» What is needed
Reproduce every line in the material below that holds "white".
[[ Supplied records open ]]
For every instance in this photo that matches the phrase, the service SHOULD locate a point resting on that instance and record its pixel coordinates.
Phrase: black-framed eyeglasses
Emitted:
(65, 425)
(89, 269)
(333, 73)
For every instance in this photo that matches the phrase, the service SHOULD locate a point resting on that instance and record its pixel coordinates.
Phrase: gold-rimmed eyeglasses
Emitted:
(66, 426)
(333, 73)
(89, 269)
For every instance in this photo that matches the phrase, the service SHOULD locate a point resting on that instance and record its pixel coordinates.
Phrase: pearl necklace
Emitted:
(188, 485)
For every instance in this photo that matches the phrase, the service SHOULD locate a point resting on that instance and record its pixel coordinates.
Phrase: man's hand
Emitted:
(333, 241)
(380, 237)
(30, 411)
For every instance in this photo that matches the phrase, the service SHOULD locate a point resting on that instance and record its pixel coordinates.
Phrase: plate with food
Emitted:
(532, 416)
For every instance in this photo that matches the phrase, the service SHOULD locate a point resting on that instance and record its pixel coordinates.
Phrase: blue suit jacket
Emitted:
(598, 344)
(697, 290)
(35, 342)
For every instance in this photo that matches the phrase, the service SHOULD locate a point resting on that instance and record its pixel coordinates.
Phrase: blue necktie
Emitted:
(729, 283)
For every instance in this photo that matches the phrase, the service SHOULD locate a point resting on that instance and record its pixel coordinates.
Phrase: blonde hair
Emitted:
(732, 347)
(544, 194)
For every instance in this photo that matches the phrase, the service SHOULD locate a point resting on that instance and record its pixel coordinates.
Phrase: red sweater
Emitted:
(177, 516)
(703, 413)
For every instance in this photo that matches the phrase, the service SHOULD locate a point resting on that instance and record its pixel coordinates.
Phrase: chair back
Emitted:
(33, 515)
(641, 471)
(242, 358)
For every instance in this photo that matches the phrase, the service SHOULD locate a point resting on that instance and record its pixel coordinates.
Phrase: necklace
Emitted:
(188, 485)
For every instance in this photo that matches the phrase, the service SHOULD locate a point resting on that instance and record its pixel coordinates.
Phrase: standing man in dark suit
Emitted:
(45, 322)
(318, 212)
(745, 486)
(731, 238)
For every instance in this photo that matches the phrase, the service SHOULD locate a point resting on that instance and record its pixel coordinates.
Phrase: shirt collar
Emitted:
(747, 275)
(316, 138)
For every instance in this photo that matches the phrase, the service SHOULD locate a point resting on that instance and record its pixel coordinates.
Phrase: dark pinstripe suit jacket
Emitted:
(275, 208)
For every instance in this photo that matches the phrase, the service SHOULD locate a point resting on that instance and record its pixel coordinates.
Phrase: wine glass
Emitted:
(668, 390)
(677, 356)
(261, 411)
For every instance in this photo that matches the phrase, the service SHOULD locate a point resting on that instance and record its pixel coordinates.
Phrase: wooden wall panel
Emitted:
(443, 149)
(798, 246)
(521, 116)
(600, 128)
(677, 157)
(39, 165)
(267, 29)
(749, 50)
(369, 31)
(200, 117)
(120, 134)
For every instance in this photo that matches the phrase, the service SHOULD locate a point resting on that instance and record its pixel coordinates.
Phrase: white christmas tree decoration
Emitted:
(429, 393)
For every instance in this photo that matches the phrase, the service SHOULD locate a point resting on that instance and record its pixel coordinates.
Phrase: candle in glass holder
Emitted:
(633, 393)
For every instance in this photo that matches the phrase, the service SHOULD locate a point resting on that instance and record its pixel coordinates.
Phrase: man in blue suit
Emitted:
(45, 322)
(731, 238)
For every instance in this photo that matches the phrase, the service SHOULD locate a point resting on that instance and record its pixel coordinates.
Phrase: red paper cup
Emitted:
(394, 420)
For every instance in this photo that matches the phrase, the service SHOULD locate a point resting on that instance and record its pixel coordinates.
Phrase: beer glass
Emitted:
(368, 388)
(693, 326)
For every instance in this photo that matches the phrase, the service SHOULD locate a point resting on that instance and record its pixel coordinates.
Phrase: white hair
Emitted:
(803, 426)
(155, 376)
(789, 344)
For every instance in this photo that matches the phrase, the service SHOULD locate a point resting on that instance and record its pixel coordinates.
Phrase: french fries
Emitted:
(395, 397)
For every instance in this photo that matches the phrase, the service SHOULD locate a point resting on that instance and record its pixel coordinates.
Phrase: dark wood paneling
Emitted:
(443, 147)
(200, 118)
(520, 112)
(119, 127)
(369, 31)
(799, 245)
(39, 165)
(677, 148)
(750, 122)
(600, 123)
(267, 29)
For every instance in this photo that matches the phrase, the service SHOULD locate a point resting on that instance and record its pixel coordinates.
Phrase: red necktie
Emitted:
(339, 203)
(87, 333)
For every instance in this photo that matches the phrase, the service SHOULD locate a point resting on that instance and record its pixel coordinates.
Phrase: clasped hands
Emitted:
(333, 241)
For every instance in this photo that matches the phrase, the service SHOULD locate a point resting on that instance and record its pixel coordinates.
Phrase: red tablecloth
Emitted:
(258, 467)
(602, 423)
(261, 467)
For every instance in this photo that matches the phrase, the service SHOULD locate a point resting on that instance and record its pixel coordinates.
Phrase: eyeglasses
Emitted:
[[ Supplied records closed ]]
» Written answer
Phrase: white christmas tree decoration
Phrase: white hair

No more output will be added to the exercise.